• Aim of the exercise:
Starting at the line that contains "Can you see the stadium" and ending at the last line of the listing, set out those lines as a numbered list. Skip any blank lines and leave the pictures out.

#### Working data ####

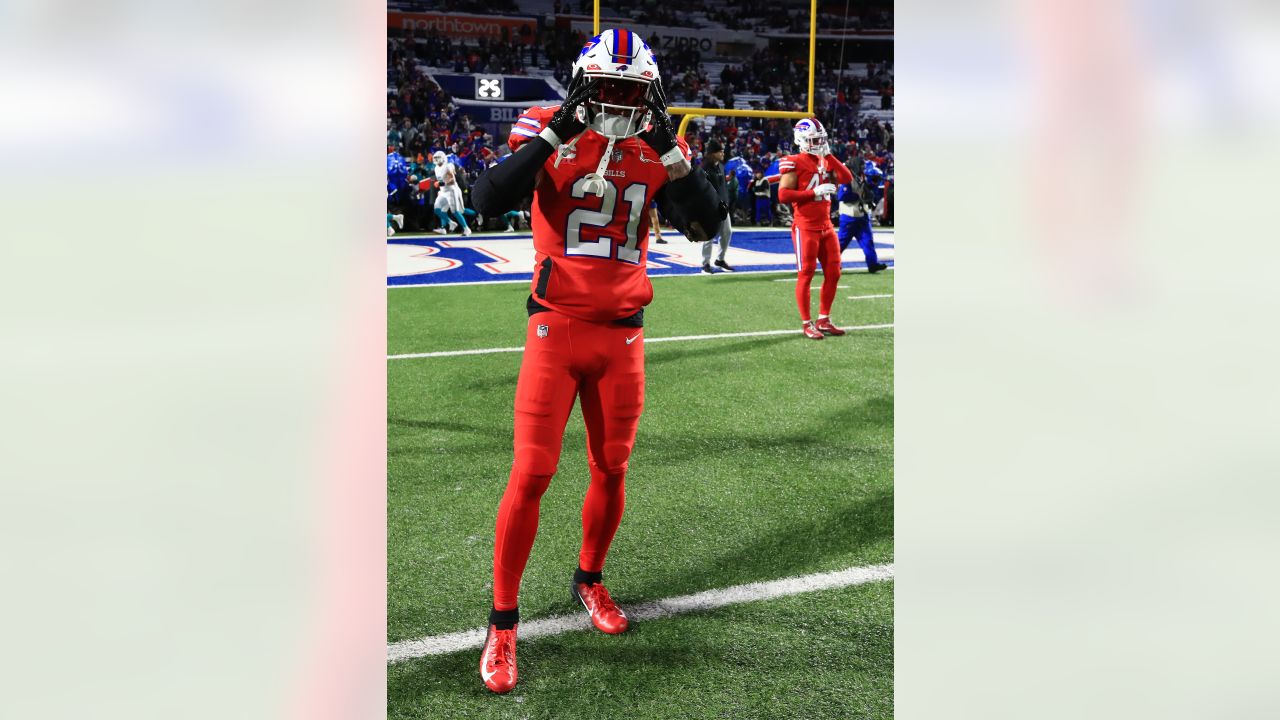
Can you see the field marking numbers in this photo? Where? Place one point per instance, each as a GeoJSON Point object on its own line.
{"type": "Point", "coordinates": [668, 607]}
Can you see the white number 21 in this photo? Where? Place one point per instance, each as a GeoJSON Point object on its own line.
{"type": "Point", "coordinates": [584, 217]}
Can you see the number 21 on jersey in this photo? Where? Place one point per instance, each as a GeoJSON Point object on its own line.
{"type": "Point", "coordinates": [586, 218]}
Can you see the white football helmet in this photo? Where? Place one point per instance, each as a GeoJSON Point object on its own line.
{"type": "Point", "coordinates": [810, 137]}
{"type": "Point", "coordinates": [626, 68]}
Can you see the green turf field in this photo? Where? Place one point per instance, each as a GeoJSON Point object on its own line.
{"type": "Point", "coordinates": [757, 459]}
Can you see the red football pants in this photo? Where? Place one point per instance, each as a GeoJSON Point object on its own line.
{"type": "Point", "coordinates": [816, 246]}
{"type": "Point", "coordinates": [603, 367]}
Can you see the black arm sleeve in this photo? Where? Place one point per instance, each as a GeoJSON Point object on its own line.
{"type": "Point", "coordinates": [691, 199]}
{"type": "Point", "coordinates": [503, 186]}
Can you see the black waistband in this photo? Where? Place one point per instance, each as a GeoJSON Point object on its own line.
{"type": "Point", "coordinates": [635, 320]}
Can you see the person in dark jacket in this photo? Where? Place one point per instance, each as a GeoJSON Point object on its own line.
{"type": "Point", "coordinates": [763, 201]}
{"type": "Point", "coordinates": [713, 164]}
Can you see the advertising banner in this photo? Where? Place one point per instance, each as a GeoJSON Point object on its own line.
{"type": "Point", "coordinates": [471, 27]}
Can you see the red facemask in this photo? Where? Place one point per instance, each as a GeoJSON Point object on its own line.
{"type": "Point", "coordinates": [621, 92]}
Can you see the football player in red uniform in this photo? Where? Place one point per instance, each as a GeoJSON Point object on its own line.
{"type": "Point", "coordinates": [809, 182]}
{"type": "Point", "coordinates": [593, 169]}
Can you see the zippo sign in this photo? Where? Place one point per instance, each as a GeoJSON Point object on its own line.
{"type": "Point", "coordinates": [489, 87]}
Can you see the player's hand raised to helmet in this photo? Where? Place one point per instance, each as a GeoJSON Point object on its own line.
{"type": "Point", "coordinates": [565, 122]}
{"type": "Point", "coordinates": [662, 135]}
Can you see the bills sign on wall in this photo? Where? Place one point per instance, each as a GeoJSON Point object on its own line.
{"type": "Point", "coordinates": [471, 27]}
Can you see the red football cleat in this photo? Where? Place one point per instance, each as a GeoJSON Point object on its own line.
{"type": "Point", "coordinates": [824, 327]}
{"type": "Point", "coordinates": [498, 660]}
{"type": "Point", "coordinates": [604, 615]}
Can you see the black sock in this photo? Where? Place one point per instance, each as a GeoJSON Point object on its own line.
{"type": "Point", "coordinates": [504, 619]}
{"type": "Point", "coordinates": [581, 575]}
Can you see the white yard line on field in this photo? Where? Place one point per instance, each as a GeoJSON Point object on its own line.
{"type": "Point", "coordinates": [652, 340]}
{"type": "Point", "coordinates": [671, 606]}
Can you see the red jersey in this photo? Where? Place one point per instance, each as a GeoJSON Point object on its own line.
{"type": "Point", "coordinates": [810, 172]}
{"type": "Point", "coordinates": [590, 251]}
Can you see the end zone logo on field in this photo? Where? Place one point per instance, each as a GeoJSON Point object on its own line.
{"type": "Point", "coordinates": [511, 256]}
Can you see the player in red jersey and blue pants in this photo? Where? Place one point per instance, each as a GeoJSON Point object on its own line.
{"type": "Point", "coordinates": [593, 169]}
{"type": "Point", "coordinates": [809, 182]}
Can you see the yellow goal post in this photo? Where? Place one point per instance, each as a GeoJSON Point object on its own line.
{"type": "Point", "coordinates": [690, 113]}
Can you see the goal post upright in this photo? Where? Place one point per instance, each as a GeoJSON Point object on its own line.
{"type": "Point", "coordinates": [690, 113]}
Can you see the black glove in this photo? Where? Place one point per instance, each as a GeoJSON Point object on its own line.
{"type": "Point", "coordinates": [565, 122]}
{"type": "Point", "coordinates": [662, 137]}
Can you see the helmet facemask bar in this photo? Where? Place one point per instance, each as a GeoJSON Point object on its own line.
{"type": "Point", "coordinates": [814, 144]}
{"type": "Point", "coordinates": [617, 112]}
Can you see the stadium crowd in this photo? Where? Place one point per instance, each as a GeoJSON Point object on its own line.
{"type": "Point", "coordinates": [423, 119]}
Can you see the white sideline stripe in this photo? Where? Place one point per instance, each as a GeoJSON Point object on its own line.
{"type": "Point", "coordinates": [707, 600]}
{"type": "Point", "coordinates": [673, 338]}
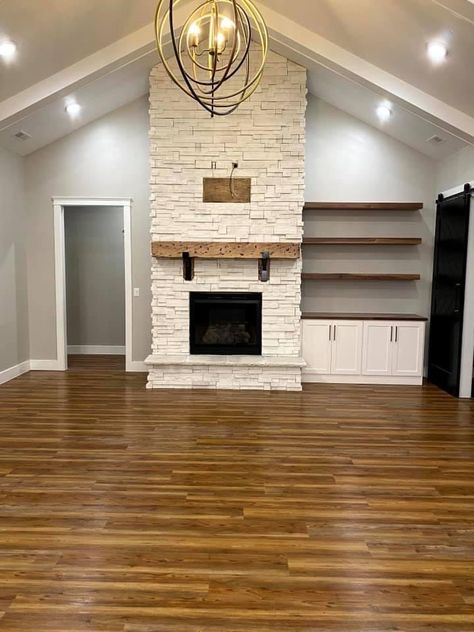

####

• Worked solution:
1. Can you see the stadium crowd in this photo? Where? Place one point per instance, each as a GeoJSON Point object on its own line.
2. {"type": "Point", "coordinates": [423, 119]}
3. Can you see the white sideline stripe in this photo? Where? Place one point per instance, each as a GeoJSON Point object on its own line.
4. {"type": "Point", "coordinates": [707, 600]}
5. {"type": "Point", "coordinates": [673, 338]}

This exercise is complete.